DESAFIO A >> Liste, copiando por inteiro, todas as linhas abaixo que contêm a palavra "yellow". Maiúsculas e minúsculas fazem diferença.

· · ·

Páginas

[FILME] DEIXE-ME ENTRAR (Let me in, 2010)

quinta-feira, 7 de junho de 2018.

          Da mesma forma que A Hora do Espanto, de 2011, aproveitou a onda de “ressurreição” dos bebedores de sangue para refilmar um clássico do gênero, o diretor Matt Reeves (realizador do considerável sucesso Cloverfield: Monstro) apresenta mais um remake para o rol da temática vampiresca, já tão desgastada. Contudo, Deixe-me Entrar (Let Me In) difere agradavelmente da maioria das produções atuais do gênero ao trazer uma abordagem séria e crua ao assunto, resgatando conceitos essenciais do mesmo, ao tempo em que inova nos rumos da história.
          Refilmagem americana do cultuado filme sueco Lat den rätte komma in (Deixa ela entrar), de 2008, Deixe-me entrar apresenta uma proposta ousada na narração da trama, uma vez que os protagonistas são crianças – e uma delas é vampira. A inovação do filme, entretanto, está na postura assumida: o distanciamento de infantilidades; não há pretensão de atenuar violência ou apresentar personagens rasos, por se tratar de crianças, mas, pelo contrário, determinados assuntos “adultos” são tratados com naturalidade no decorrer da projeção, sem maquiagem ou floreios visuais.

· · ·

DESAFIO B >> Continue a crítica do filme Deixe-me Entrar a partir do ponto em que ela para.

Entradas de marcação de pontos e rótulos
· · ·

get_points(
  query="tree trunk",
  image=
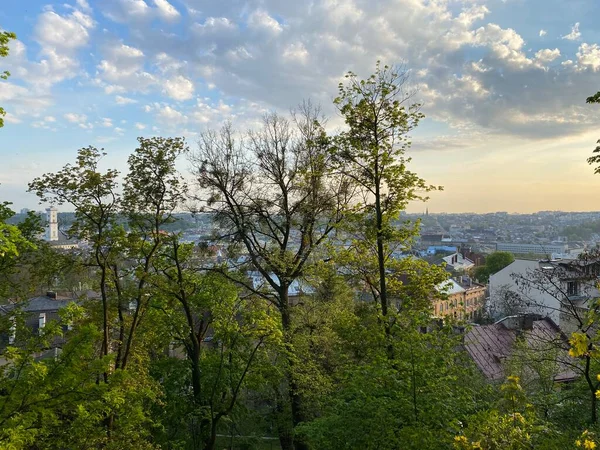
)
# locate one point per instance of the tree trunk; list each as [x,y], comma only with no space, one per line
[294,397]
[212,439]
[594,405]
[380,252]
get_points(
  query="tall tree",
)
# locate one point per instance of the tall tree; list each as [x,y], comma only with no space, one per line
[275,193]
[152,192]
[222,335]
[379,114]
[92,193]
[595,159]
[5,38]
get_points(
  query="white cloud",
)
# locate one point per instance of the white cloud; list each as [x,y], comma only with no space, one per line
[84,6]
[106,122]
[588,56]
[123,11]
[75,118]
[179,88]
[170,116]
[546,55]
[296,52]
[119,100]
[166,10]
[505,44]
[261,21]
[122,70]
[63,32]
[574,34]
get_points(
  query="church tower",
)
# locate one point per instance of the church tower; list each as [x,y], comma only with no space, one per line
[52,225]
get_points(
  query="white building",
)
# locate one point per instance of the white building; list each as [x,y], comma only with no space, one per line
[458,262]
[536,249]
[507,297]
[52,224]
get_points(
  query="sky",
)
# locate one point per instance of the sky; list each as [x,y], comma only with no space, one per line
[503,84]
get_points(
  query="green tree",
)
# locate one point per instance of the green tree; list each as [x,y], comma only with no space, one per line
[5,38]
[372,152]
[222,336]
[93,195]
[494,263]
[276,195]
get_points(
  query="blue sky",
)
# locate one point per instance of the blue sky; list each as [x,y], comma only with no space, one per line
[503,84]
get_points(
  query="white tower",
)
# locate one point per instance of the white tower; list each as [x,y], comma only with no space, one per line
[52,227]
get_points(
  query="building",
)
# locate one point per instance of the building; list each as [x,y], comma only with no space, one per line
[535,249]
[508,297]
[37,312]
[52,224]
[464,299]
[492,346]
[457,262]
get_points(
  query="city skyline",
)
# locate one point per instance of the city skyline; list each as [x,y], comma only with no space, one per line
[503,85]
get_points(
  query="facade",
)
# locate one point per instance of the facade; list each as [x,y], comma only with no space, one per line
[465,299]
[37,312]
[508,298]
[457,262]
[536,249]
[558,289]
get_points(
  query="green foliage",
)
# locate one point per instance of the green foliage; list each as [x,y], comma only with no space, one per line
[5,37]
[595,158]
[495,262]
[372,153]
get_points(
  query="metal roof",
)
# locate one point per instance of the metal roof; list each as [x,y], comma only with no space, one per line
[490,345]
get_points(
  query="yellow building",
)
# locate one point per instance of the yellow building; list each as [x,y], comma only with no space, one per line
[463,299]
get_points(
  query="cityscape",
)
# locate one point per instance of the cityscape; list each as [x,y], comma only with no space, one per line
[324,225]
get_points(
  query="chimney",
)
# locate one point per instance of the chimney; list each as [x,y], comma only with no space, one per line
[528,320]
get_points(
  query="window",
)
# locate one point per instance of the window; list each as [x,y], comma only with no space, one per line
[572,288]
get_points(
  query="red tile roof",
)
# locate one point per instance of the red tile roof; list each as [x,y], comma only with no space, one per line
[490,345]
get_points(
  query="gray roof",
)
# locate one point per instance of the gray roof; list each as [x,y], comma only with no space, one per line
[44,303]
[37,304]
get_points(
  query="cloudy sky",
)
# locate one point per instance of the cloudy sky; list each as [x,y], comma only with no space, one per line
[503,83]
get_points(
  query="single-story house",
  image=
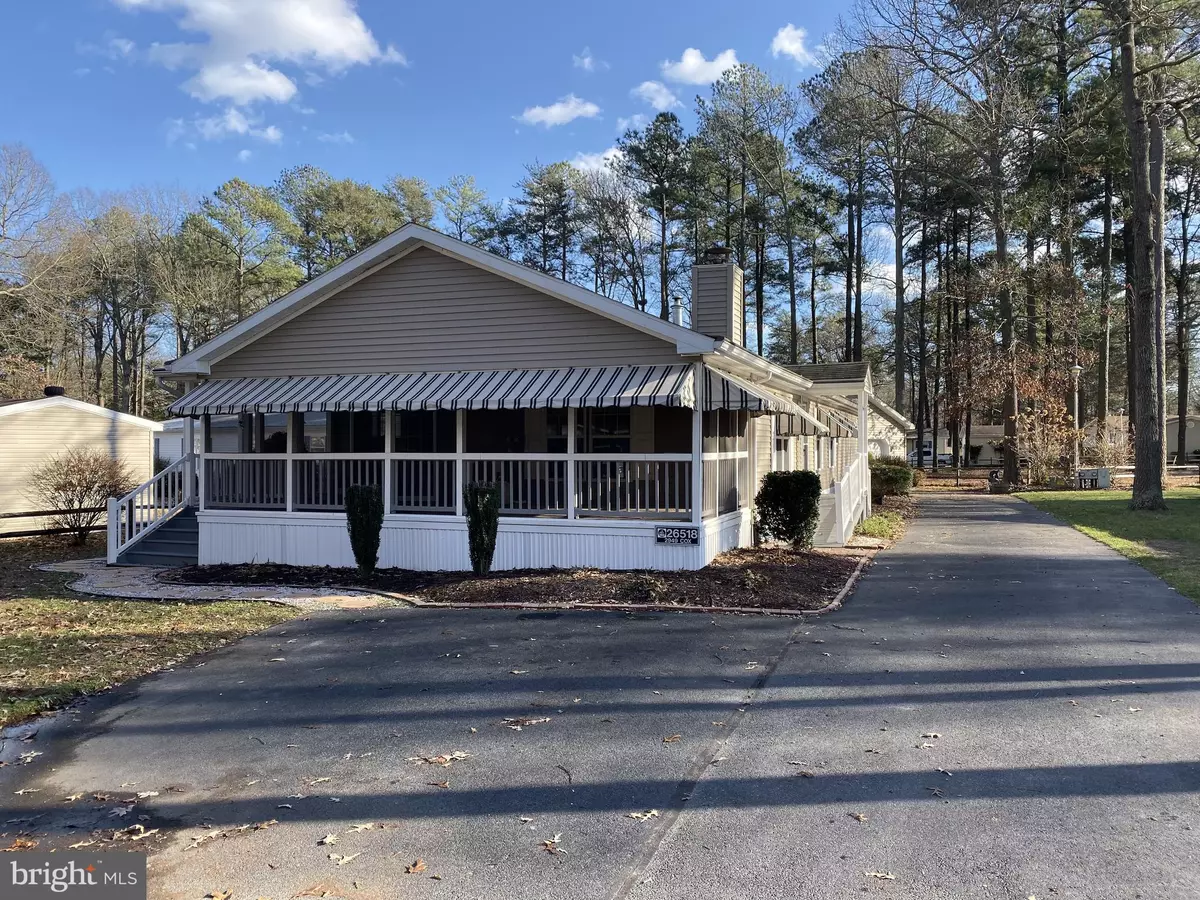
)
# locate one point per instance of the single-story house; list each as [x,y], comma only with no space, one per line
[423,364]
[1191,437]
[33,431]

· · ·

RESPOSTA FINAL A >>
  query="yellow building",
# locate one point per instance of the yellow building; list each as [x,y], comma only with no space, one per line

RESPOSTA FINAL B >>
          Girando em torno do garoto Owen (Kodi Smit-McPhee), a história revela seu cotidiano difícil, principalmente por sofrer humilhações e bullying na escola; uma cena em especial, em que ele passa por um terrível constrangimento no banheiro é perturbadora o bastante para o espectador notar que evidentemente não está diante de um produto típico para o público infantil.
          É em um desses momentos de revolta por tais humilhações que Owen conhece Abby (Chlöe Grace Moretz), uma garota mais ou menos da idade dele, que acabou de se mudar para o apartamento ao lado de sua casa. A partir de então, desenvolve-se uma relação razoavelmente amistosa entre eles, embora Owen estranhe os mistérios em torno de Abby, como sua insensibilidade ao frio e a intolerância à comida.
          Chama a atenção o contraste construído pela história ao apresentar a vampira mirim Abby: nos momentos em que está com Owen, ela é melancólica, mas afável e o filme assume, nesses momentos, contornos de romance infantil, muito inocente; entretanto, nas situações em que Abby caça e ataca para se alimentar – e, a essa altura, já está claro que ela não aprecia coelhos ou esquilos – ela é selvagem e assustadora, garantindo as cenas mais sangrentas do filme. Este contraste, esta dualidade de personalidade conforme o instante é uma das melhores sacadas da obra, pois garante um equilíbrio entre as ações da personagem, afastando-a do clichê de ser politicamente correta e dando-lhe profundidade, multidimensionalidade.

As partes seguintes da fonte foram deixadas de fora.